DO THIS:
Reproduce the records below word for word, leaving the pictures out of your answer.

Coordinate annotation records:
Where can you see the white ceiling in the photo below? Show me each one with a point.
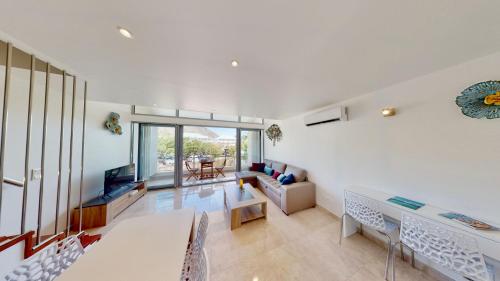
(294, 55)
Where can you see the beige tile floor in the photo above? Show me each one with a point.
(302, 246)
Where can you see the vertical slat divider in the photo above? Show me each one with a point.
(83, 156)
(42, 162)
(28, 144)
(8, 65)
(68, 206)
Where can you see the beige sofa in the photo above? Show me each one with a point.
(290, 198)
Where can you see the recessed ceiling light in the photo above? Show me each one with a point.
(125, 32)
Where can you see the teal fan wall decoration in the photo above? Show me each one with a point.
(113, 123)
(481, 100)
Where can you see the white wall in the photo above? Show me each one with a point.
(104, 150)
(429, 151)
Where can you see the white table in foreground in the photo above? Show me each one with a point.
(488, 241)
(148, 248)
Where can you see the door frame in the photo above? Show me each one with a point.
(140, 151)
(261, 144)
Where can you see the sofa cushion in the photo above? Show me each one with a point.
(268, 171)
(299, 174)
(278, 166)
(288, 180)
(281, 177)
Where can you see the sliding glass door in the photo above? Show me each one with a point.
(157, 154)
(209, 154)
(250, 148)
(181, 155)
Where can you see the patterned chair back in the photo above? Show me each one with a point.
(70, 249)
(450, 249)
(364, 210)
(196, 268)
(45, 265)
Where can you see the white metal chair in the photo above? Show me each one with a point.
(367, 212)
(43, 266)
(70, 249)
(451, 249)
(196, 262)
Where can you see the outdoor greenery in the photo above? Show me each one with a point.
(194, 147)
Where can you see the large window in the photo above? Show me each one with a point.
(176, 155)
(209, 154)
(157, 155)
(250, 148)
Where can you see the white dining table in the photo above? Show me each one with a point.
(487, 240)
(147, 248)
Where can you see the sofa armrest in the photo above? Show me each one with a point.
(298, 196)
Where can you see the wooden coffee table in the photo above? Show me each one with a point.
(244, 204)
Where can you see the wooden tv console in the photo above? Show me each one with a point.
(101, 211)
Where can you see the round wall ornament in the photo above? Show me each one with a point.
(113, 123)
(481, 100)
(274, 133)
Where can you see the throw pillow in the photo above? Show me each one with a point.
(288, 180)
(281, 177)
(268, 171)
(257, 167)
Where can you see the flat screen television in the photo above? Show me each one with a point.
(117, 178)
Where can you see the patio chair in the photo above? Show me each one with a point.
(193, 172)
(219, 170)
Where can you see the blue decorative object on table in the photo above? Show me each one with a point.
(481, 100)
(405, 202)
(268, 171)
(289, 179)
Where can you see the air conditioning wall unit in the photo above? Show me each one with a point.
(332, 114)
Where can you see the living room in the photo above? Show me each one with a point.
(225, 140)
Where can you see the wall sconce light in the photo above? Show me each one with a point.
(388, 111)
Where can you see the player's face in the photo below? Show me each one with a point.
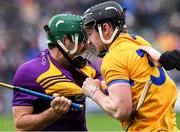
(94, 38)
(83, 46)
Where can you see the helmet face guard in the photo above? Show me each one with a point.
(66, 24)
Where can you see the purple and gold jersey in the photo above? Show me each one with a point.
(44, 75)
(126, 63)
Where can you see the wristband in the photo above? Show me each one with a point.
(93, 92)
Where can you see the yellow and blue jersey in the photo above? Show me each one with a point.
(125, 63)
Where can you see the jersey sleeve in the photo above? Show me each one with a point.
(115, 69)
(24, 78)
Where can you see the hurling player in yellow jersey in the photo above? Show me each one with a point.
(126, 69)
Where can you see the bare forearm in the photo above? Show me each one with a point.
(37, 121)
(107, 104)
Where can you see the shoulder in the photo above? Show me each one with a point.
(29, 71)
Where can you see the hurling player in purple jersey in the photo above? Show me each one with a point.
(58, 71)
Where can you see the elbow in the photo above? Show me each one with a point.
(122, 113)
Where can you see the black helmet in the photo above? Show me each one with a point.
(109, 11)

EXPECTED ANSWER:
Where can you see the white ceiling in the photo below? Show me each one with a point.
(294, 55)
Where can you see the beige tile floor in the photo above? Show me each one with a point.
(302, 246)
Where can you see the vertical slat divider in the photo above? Show me each one with a point.
(83, 156)
(42, 162)
(28, 144)
(8, 65)
(68, 206)
Where can you see the beige sofa in the photo above? Show me each one with a point.
(290, 198)
Where can you see the recessed ceiling light in the photo above? Show me each one with a point.
(125, 32)
Where can you see the teal fan wall decoration in the photo above? Show me each one with a point.
(113, 123)
(481, 100)
Where can you see the white wall in the photo above? Show me each one with a point.
(104, 150)
(429, 151)
Where can you see the white table in foreground in the photo above? Show me each one with a point.
(488, 241)
(148, 248)
Where can you see the door frame in the photo above? Show me each one with a point.
(140, 151)
(261, 144)
Where can you see the sofa cushion in the photo above? Show me each one with a point.
(268, 171)
(299, 174)
(278, 166)
(288, 180)
(281, 177)
Where can you see the sliding glass door in the photo above? Show me each one with a point.
(157, 154)
(209, 154)
(250, 148)
(181, 155)
Where can you see the patterned chair back in the photo above? Show me each one with a point.
(70, 249)
(450, 249)
(364, 210)
(196, 268)
(45, 265)
Where can you see the white metal chair in the photo above? Show me each one with a point.
(367, 212)
(43, 266)
(70, 249)
(451, 249)
(196, 262)
Where can you see the outdoor greenery in the photo above? Show me each one with a point.
(194, 147)
Where can you see the large window in the photo above? Show me each one with a point.
(176, 155)
(209, 154)
(157, 155)
(250, 148)
Where can you see the white dining table in the photo above? Show me each one with a point.
(487, 240)
(147, 248)
Where can you see the sofa armrest in the photo above? Show me each one with a point.
(298, 196)
Where can you see the wooden coffee table in the photo above? Show me each one with a point.
(244, 204)
Where can you see the wooden tv console in the photo above? Show me each one with a point.
(101, 211)
Where can you see the round wall ornament in the photo above? Show me each one with a point.
(113, 123)
(481, 100)
(274, 133)
Where can you see the throw pillow in the photo above? Show me each one with a point.
(288, 180)
(281, 177)
(268, 171)
(257, 167)
Where can you see the flat screen television in the photo above? Show me each one with a point.
(117, 178)
Where can you see the patio chair in the photo above? Show me each one with a point.
(193, 172)
(219, 170)
Where can you see the blue decorative object on table in the photo above? Show me each one with a point.
(481, 100)
(405, 202)
(268, 171)
(289, 179)
Where can you see the air conditioning wall unit in the photo above? Show me each one with a point.
(332, 114)
Where can you see the living room in the photo above? Show me each one with a point.
(225, 140)
Where can you see the wall sconce light in the photo above? Show me each one with a point.
(388, 111)
Where can you see the player's face in the photo below? Show me each one with a point.
(94, 38)
(83, 46)
Where can you see the helmet face guard in the photo above? Show me each one with a point.
(66, 24)
Where can you see the purple and gold jersey in the photo above? Show me each one with a point.
(44, 75)
(126, 63)
Where can you see the wristband in the photo above? Show me each one with a point.
(93, 92)
Where can you see the yellow and blue jersey in the photo above? Show me each one with a point.
(125, 63)
Where can you see the jersey sleeve in the photo above? Show me each one with a point.
(115, 69)
(24, 78)
Where can you see the hurling player in yellow jersey in the photo above? Show me each one with a point.
(126, 69)
Where can you see the bare forearm in the photo above? Show me each one with a point.
(37, 121)
(107, 104)
Where can you see the shoulder in the photo above? Show me each one with a point.
(29, 71)
Where can you see the hurling player in purple jersey in the photo above? Show me each one with a point.
(58, 71)
Where can you see the elbow in the photo above? Show me each one with a point.
(122, 113)
Where can you see the black helmet in the photo above? Show me each one with a point.
(109, 11)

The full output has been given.